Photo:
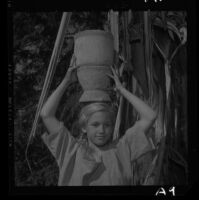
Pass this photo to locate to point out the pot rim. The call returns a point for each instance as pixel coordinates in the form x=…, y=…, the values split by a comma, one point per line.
x=83, y=67
x=93, y=32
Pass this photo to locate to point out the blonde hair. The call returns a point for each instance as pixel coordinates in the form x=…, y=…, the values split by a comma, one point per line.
x=92, y=108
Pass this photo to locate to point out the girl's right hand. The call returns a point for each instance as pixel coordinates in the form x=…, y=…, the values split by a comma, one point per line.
x=71, y=74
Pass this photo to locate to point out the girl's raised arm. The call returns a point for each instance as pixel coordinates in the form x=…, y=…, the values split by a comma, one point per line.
x=147, y=115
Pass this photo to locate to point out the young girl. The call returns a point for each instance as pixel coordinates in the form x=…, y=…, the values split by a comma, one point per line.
x=96, y=160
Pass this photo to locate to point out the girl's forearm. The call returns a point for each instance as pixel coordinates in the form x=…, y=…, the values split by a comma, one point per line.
x=141, y=107
x=50, y=107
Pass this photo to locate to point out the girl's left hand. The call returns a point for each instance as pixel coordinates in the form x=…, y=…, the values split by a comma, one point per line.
x=116, y=79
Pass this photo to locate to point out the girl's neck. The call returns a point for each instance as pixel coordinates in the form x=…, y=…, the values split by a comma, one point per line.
x=99, y=149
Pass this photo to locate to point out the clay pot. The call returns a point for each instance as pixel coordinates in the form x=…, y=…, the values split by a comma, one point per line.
x=95, y=95
x=94, y=47
x=94, y=77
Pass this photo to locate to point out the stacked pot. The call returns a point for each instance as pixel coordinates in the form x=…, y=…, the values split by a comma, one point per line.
x=94, y=51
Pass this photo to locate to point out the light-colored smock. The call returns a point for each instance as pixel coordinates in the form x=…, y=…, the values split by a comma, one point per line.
x=80, y=164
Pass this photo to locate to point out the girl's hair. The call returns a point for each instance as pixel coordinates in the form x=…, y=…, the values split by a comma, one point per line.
x=92, y=108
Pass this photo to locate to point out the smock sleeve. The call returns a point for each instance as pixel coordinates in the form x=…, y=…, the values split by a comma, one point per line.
x=60, y=144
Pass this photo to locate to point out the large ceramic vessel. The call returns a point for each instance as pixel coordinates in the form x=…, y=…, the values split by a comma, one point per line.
x=94, y=55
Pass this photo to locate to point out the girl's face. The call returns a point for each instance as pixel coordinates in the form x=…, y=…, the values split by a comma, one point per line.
x=99, y=128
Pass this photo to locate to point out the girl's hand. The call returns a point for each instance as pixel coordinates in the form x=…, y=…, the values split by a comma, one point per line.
x=115, y=77
x=71, y=74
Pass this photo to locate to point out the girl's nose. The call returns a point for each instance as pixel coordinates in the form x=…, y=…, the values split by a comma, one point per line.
x=101, y=128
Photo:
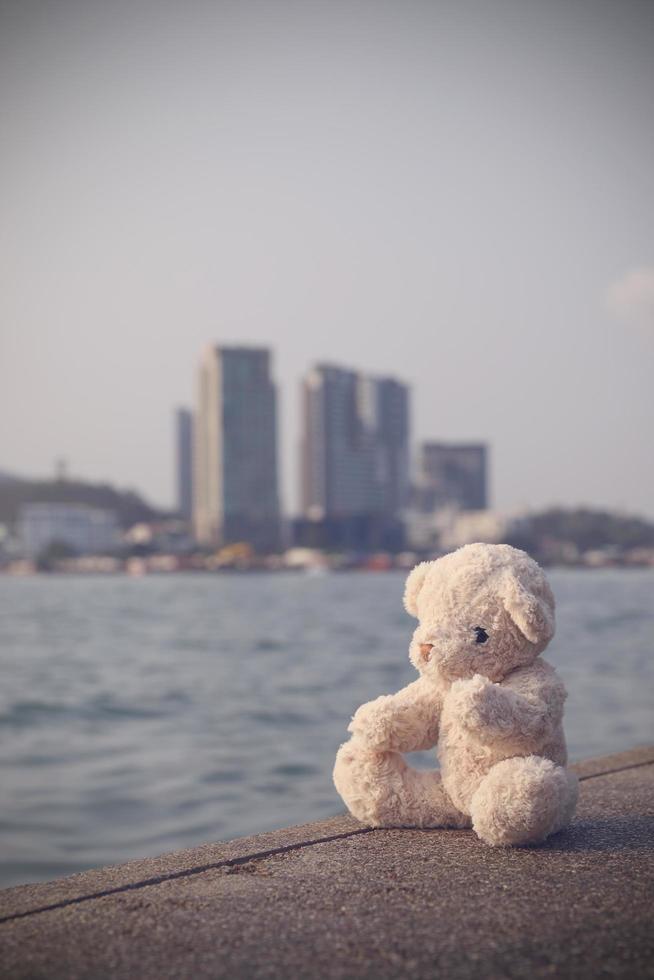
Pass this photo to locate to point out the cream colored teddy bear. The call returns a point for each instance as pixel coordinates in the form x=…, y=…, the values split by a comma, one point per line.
x=485, y=614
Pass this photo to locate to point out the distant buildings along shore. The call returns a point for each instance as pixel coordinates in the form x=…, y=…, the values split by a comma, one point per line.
x=356, y=490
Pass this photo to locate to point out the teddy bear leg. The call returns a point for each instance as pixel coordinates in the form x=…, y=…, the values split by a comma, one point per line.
x=381, y=790
x=523, y=801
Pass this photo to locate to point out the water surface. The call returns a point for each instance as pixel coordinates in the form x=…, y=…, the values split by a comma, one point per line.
x=138, y=716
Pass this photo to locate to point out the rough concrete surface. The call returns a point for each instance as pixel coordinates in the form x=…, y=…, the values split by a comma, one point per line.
x=332, y=899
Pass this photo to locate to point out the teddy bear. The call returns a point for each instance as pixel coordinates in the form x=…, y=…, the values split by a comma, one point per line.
x=494, y=707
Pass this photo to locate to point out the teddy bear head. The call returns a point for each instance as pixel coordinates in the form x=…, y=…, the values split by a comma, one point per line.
x=484, y=609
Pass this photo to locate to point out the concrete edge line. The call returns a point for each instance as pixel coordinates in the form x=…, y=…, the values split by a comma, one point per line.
x=609, y=772
x=243, y=859
x=185, y=873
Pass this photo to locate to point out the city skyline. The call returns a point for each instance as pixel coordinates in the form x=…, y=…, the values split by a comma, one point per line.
x=235, y=466
x=461, y=195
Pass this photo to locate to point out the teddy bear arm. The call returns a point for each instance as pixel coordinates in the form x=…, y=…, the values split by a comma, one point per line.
x=498, y=711
x=404, y=722
x=527, y=709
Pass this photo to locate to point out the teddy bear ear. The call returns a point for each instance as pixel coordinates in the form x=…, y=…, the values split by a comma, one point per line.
x=533, y=614
x=414, y=583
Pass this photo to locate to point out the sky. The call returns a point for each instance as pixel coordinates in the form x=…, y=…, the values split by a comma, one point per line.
x=458, y=194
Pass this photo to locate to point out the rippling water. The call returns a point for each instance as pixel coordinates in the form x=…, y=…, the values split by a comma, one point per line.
x=142, y=715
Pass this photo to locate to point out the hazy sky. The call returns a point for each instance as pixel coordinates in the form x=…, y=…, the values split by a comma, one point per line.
x=460, y=194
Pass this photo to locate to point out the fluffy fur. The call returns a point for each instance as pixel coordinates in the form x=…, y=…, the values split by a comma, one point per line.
x=495, y=708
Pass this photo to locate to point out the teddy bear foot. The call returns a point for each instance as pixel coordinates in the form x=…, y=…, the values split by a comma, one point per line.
x=522, y=801
x=381, y=790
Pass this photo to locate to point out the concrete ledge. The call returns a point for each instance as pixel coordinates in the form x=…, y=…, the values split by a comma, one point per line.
x=334, y=899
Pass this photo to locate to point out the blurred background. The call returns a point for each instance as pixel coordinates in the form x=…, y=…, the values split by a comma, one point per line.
x=294, y=295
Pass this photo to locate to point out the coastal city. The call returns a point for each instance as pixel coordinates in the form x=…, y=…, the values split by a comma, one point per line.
x=367, y=499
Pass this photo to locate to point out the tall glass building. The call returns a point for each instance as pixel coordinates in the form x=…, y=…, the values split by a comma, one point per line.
x=235, y=449
x=354, y=455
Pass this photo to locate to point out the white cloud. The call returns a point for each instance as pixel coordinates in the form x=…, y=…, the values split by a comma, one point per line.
x=631, y=298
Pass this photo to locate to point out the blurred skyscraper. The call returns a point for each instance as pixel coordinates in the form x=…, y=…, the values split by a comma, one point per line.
x=452, y=475
x=235, y=449
x=354, y=459
x=184, y=461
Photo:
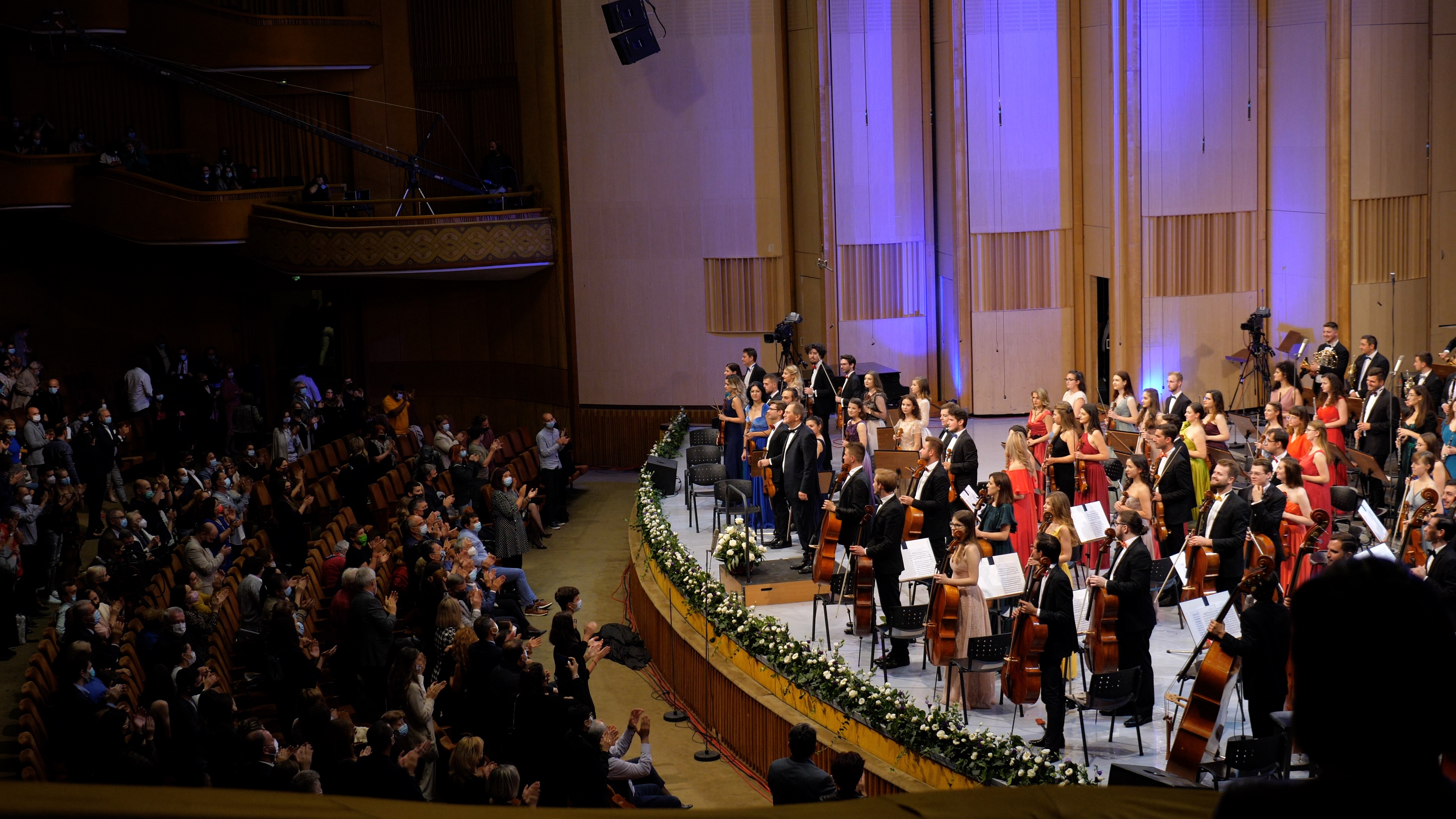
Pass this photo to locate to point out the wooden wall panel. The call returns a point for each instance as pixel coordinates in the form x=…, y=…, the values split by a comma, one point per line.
x=742, y=295
x=1021, y=271
x=882, y=282
x=1199, y=254
x=1390, y=237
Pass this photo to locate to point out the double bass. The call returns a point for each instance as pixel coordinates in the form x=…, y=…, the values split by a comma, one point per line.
x=1103, y=620
x=1203, y=707
x=1200, y=563
x=1021, y=675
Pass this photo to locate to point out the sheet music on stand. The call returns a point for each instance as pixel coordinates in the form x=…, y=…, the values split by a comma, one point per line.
x=1202, y=611
x=1378, y=531
x=919, y=560
x=1002, y=576
x=1091, y=522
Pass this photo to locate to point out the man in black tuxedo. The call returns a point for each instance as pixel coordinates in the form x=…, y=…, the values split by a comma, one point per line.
x=819, y=382
x=963, y=463
x=1050, y=601
x=1369, y=359
x=752, y=372
x=851, y=384
x=801, y=479
x=774, y=460
x=1177, y=403
x=1173, y=484
x=883, y=550
x=1227, y=527
x=1265, y=648
x=1129, y=581
x=1440, y=570
x=929, y=496
x=1331, y=333
x=854, y=496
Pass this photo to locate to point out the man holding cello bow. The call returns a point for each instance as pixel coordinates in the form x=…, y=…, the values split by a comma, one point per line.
x=1129, y=581
x=1053, y=608
x=883, y=550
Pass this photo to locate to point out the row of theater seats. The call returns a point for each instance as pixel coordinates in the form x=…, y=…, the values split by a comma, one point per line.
x=40, y=761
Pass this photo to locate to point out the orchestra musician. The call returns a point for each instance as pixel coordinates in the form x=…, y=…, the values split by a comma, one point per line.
x=1369, y=359
x=1265, y=648
x=1129, y=579
x=929, y=496
x=1173, y=486
x=883, y=550
x=962, y=460
x=774, y=460
x=1227, y=527
x=1053, y=608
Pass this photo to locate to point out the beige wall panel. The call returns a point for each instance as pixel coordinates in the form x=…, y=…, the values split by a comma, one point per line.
x=1371, y=314
x=1390, y=86
x=1193, y=334
x=672, y=161
x=1200, y=136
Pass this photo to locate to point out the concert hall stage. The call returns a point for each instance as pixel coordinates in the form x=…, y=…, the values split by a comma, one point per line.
x=922, y=684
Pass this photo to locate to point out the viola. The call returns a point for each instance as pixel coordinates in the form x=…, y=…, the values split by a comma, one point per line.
x=1103, y=620
x=1021, y=675
x=1203, y=709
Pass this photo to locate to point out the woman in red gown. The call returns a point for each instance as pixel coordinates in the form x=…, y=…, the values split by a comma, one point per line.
x=1092, y=451
x=1330, y=407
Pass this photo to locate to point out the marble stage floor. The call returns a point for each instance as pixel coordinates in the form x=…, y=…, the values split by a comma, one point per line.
x=924, y=684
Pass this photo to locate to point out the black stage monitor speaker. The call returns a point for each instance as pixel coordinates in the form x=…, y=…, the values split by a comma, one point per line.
x=664, y=474
x=635, y=44
x=1147, y=776
x=624, y=15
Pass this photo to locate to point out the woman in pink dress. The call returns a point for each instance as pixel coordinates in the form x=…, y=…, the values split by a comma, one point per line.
x=1331, y=409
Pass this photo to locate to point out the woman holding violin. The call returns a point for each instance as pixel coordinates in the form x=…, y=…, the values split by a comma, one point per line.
x=965, y=573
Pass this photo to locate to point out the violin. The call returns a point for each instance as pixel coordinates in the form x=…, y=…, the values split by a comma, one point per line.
x=1103, y=620
x=1021, y=675
x=1203, y=709
x=1202, y=563
x=915, y=519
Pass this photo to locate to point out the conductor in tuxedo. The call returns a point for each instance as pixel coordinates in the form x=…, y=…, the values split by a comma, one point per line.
x=962, y=460
x=774, y=460
x=883, y=550
x=1173, y=486
x=1129, y=581
x=801, y=479
x=1227, y=527
x=854, y=496
x=929, y=496
x=1440, y=572
x=1050, y=601
x=1368, y=362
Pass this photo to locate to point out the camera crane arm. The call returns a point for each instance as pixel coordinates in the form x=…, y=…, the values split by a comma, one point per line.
x=410, y=165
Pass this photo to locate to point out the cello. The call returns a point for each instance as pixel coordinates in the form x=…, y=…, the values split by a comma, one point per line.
x=1203, y=709
x=1021, y=675
x=1200, y=563
x=1103, y=620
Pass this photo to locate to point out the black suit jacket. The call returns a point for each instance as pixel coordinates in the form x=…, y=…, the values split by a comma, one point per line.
x=1265, y=648
x=934, y=505
x=1376, y=361
x=1130, y=582
x=801, y=464
x=1229, y=532
x=963, y=463
x=854, y=497
x=1055, y=611
x=1177, y=487
x=883, y=546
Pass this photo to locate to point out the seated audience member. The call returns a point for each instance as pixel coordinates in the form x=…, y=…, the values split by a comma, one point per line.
x=795, y=777
x=1349, y=605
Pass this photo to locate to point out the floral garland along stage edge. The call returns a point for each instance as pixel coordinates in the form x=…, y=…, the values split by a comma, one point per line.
x=937, y=732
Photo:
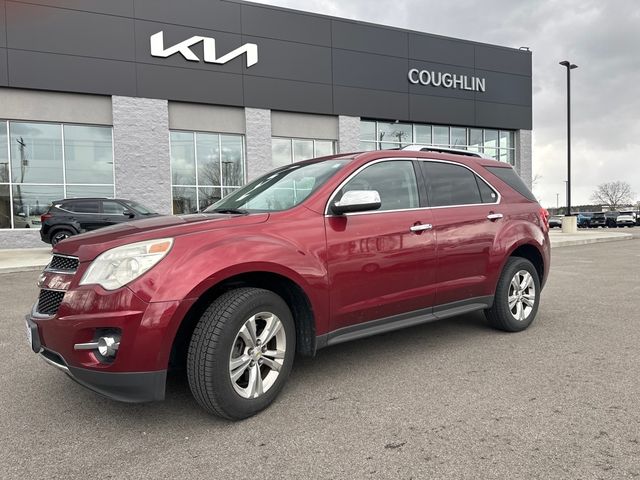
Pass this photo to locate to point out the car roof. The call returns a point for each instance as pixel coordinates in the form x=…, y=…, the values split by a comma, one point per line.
x=74, y=199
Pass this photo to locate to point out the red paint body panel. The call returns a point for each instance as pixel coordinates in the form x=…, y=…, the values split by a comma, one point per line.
x=353, y=268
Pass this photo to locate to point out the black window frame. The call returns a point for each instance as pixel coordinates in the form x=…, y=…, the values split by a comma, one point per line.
x=420, y=188
x=426, y=180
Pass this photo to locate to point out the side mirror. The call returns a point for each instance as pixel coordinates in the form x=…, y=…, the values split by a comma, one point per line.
x=357, y=201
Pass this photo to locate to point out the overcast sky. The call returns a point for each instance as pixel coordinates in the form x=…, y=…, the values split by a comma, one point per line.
x=601, y=37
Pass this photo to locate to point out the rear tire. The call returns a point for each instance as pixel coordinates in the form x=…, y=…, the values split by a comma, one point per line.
x=241, y=353
x=517, y=296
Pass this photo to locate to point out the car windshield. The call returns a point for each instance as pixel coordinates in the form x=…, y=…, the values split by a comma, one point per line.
x=280, y=189
x=138, y=207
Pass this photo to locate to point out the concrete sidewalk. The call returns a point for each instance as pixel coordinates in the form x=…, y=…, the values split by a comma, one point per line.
x=24, y=259
x=585, y=237
x=34, y=259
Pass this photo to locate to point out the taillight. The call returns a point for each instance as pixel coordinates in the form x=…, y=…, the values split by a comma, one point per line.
x=544, y=217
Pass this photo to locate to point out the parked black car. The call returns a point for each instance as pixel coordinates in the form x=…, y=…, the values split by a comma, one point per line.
x=68, y=217
x=598, y=219
x=612, y=219
x=555, y=221
x=584, y=219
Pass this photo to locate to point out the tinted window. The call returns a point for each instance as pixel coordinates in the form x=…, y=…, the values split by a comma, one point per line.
x=113, y=208
x=395, y=181
x=281, y=189
x=83, y=206
x=511, y=178
x=449, y=184
x=487, y=193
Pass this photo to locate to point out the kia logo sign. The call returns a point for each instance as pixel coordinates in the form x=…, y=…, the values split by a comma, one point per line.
x=446, y=80
x=209, y=46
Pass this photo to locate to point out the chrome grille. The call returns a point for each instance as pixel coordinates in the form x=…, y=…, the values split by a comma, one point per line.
x=49, y=301
x=62, y=263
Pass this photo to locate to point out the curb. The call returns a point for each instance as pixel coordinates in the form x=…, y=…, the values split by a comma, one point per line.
x=26, y=268
x=587, y=241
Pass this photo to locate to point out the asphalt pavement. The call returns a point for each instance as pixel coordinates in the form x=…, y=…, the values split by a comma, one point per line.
x=452, y=399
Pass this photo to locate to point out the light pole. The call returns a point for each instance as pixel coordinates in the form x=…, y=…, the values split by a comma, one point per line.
x=570, y=66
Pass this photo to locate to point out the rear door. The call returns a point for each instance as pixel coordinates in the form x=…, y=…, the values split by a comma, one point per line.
x=113, y=212
x=381, y=263
x=466, y=218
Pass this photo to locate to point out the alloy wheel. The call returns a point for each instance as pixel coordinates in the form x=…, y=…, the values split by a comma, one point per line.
x=257, y=355
x=522, y=295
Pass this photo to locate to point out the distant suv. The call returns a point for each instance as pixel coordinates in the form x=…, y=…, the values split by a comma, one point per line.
x=555, y=221
x=312, y=254
x=72, y=216
x=626, y=219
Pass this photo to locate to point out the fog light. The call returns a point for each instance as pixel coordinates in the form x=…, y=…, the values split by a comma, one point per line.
x=108, y=346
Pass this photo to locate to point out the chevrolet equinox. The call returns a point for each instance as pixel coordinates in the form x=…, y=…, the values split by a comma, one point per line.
x=310, y=255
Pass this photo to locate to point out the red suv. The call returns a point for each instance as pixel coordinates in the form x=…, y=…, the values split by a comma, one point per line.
x=310, y=255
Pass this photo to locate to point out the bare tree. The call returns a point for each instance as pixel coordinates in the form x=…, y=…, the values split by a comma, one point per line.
x=613, y=194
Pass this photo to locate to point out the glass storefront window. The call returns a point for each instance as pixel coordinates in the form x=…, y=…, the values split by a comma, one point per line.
x=41, y=162
x=183, y=163
x=232, y=160
x=281, y=153
x=5, y=207
x=185, y=200
x=79, y=191
x=323, y=148
x=475, y=137
x=204, y=165
x=287, y=150
x=400, y=133
x=423, y=134
x=36, y=152
x=302, y=149
x=4, y=154
x=208, y=148
x=88, y=154
x=31, y=201
x=440, y=135
x=458, y=137
x=367, y=131
x=491, y=138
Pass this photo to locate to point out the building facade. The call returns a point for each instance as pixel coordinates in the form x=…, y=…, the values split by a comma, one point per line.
x=176, y=104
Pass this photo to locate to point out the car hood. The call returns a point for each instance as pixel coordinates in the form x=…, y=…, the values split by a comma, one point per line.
x=89, y=245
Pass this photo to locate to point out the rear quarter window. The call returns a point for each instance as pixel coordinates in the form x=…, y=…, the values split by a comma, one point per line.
x=511, y=178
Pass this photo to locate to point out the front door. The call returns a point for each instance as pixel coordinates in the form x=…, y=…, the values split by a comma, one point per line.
x=381, y=263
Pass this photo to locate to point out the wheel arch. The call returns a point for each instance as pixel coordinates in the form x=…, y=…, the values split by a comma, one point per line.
x=289, y=290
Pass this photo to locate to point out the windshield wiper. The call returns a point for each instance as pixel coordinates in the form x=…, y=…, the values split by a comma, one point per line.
x=232, y=211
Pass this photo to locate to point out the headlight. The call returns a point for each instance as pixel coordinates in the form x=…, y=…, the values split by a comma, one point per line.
x=121, y=265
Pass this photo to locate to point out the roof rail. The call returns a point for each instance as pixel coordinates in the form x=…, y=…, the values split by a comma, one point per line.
x=455, y=151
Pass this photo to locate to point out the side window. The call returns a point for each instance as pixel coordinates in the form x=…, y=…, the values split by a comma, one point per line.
x=82, y=206
x=112, y=208
x=449, y=184
x=487, y=193
x=394, y=180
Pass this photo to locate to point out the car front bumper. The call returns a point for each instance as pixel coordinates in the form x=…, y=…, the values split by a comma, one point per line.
x=131, y=387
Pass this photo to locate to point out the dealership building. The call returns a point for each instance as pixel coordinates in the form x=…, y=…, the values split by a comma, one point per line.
x=176, y=104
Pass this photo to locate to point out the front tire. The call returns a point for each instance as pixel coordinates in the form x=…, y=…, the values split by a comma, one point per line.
x=517, y=296
x=241, y=353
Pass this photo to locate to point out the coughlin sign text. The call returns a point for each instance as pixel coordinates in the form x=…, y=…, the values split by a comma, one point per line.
x=447, y=80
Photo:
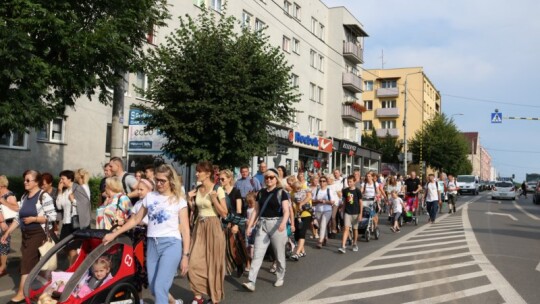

#### [What you have to do]
Everything from the line containing "Pass this photo to locate to point out the front tire." through the end of the data should be printed exactly, line for line, except the pictures.

#### [Exercise response]
Pass this photo to locate to point out the front tire. The call returns a point for each instance as pixel coordinates in the form x=…, y=…, the values split by a comma, one point per line.
x=517, y=296
x=241, y=353
Pass this photo to locate to point out the coughlin sign text. The call returns a point for each instance as pixel coordinates in the form x=…, y=…, the values split by a comma, one point per line.
x=447, y=80
Photo:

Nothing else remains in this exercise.